→ OBJETIVOS
A. No texto sobre o terrorismo islâmico, qual organização terrorista é apontada como tendo atuado em Portugal?
B. Prossiga o texto sobre o terrorismo islâmico a partir do ponto em que ele termina.

→ TEXTO EXTRAÍDO
José António Saraiva, Jornal Sol, 26 de Janeiro de 2015
Depois dos atentados em Paris, o primeiro-ministro
francês, Manuel Valls, e a chanceler alemã, Angela Merkel, fizeram uma declaração
solene: «A luta é contra o terrorismo, não é contra o Islão».
O pior inimigo dos muçulmanos que hoje vivem na
Europa é a inacção dos Governos nacionais – permitindo uma liberdade de acção
aos fundamentalistas que acaba por virar a opinião pública contra toda a
comunidade islâmica
A intenção era óbvia: tentar precaver acções
racistas contra os muçulmanos – e, ao mesmo tempo, acalmar os países islâmicos
amigos.
Mas dizer isto é tentar tapar o sol com a peneira.
Porque este tipo de terrorismo é indissociável do
Islão.
Os terrorismos não são todos iguais – e o
terrorismo islâmico tem características próprias, sendo completamente diferente
dos terrorismos que conhecemos na Europa.
As organizações terroristas europeias das últimas
décadas – o Baader-Meinhof na Alemanha, as Brigadas Vermelhas em Itália, o Sinn
Fein na Irlanda, a ETA no País Basco, as FP-25 em Portugal – actuavam
geograficamente e tinham objectivos políticos concretos.
O terrorismo islâmico, pelo contrário, não é
localizado geograficamente – está disseminado por todo o planeta – e não tem um
objectivo político determinado – visa atingir a civilização Ocidental no seu
conjunto.

→ INFORMAÇÃO FORNECIDA
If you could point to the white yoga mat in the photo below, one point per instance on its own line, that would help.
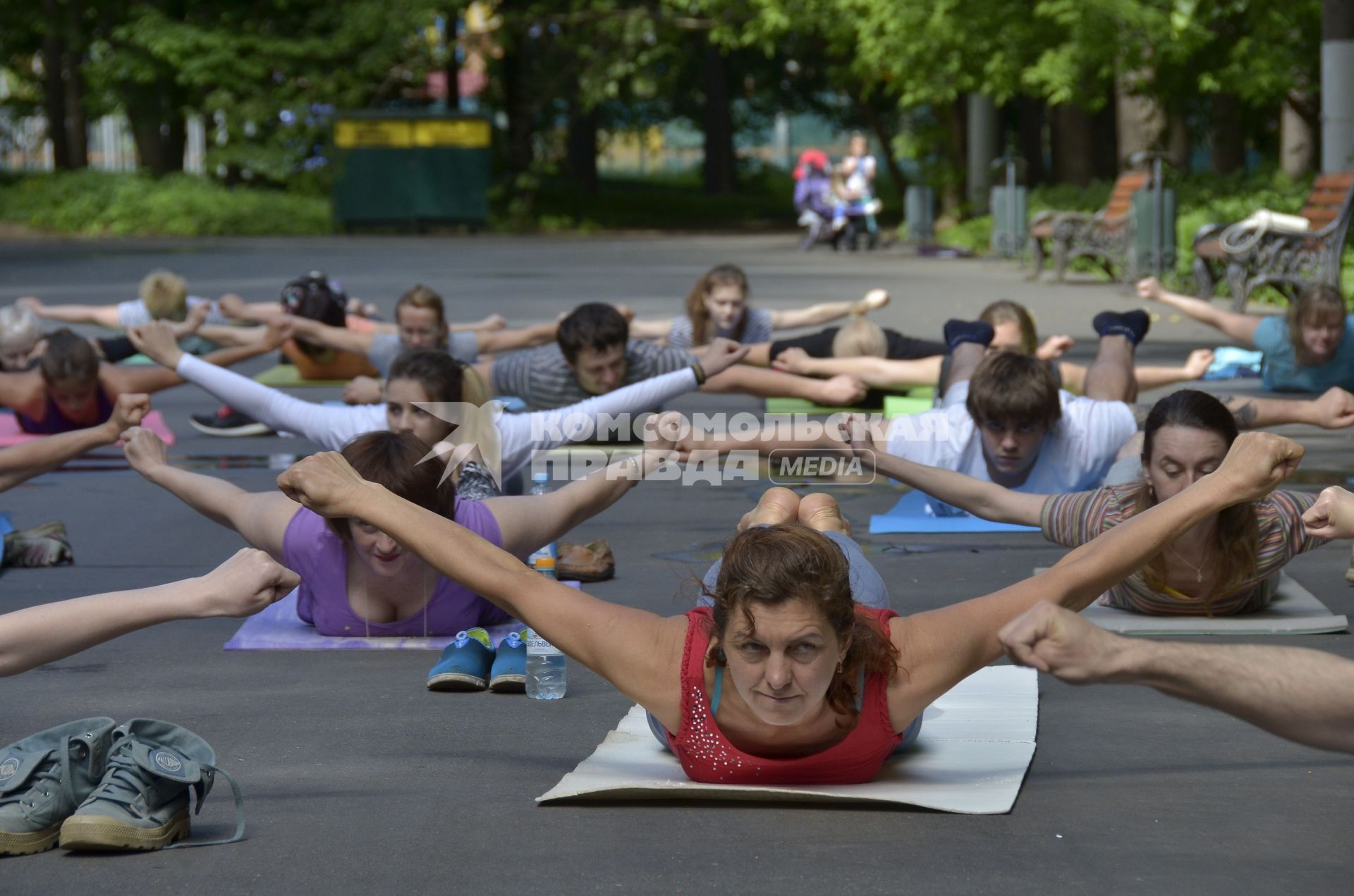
(1293, 612)
(975, 746)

→ RESPOSTAS ÀS TAREFAS
A. As FP-25.

B.
Há quem, como Ana Gomes, tente explicar o
terrorismo islâmico com base nas más condições de vida ou numa deficiente
integração dos muçulmanos nos países de imigração.
Ora, dizer isto é não compreender o fenómeno.
Se as condições de vida produzissem terroristas, já
teríamos visto muitos pobres em Portugal, atingidos pela austeridade, pegarem
em metralhadoras e irem por aí fora a matar pessoas.
E se fosse pela deficiente integração, muitos
africanos em Portugal já se teriam transformado em homens-bomba.
As condições de vida e o desenraizamento podem
facilitar o recrutamento de operacionais, mas a raiz do terrorismo islâmico é outra.
E se fosse esta também não teria solução, pois a
Europa não vai sair da crise tão cedo e a integração dos muçulmanos nas
sociedades europeias nunca será completa...
Como se vê em França, na Bélgica, em Inglaterra ou
na Alemanha, as populações de origem árabe, por exemplo, conservam em geral os
seus hábitos de vida: comem a sua comida, vestem à sua maneira, professam a sua
religião, lêem os seus jornais, vivem nos seus bairros.
E depois, em virtude de serem cada vez mais
associados ao terrorismo, os muçulmanos são olhados com desconfiança pelo resto
da população – o que agrava a segregação.
Perante um muçulmano, as pessoas hoje pensam: quem
sabe se por detrás deste homem não se esconde um terrorista?
Ao contrário de outros terrorismos, o terrorismo
islâmico é de natureza religiosa – embora haja dificuldade em aceitar esta
ideia, porque a cartilha marxista, que continua a condicionar o pensamento de
muita gente, contempla sobretudo as condições socio-económicas.
Mas basta olhar para a História para o perceber: a
guerra entre o Islão e o Ocidente cristão vem de muito longe (e nós sabemos
isso melhor do que ninguém, pois ajudámos a expulsar os «infiéis» da
Península).
Sucede que, ao contrário do cristianismo, o
islamismo conservou uma vertente fundamentalista e violenta, bem expressa nas
atrocidades de Khomeyni, de Bin Laden ou do Estado Islâmico.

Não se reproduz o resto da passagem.